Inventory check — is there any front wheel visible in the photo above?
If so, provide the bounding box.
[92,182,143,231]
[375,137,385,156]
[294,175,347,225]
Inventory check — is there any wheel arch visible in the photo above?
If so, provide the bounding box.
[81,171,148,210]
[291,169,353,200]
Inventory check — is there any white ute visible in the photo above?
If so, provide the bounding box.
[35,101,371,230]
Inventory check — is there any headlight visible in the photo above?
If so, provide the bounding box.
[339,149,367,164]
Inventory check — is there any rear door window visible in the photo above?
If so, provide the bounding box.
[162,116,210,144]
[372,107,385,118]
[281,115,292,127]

------------------------------------

#### STATED TASK
Pull out each line of the records above that contains the string "wheel" and list those lines.

#### ANSWER IN FULL
Inventory check — is there any front wheel visible in the photo above?
Inventory check — is there any wheel arch visible in the photo above?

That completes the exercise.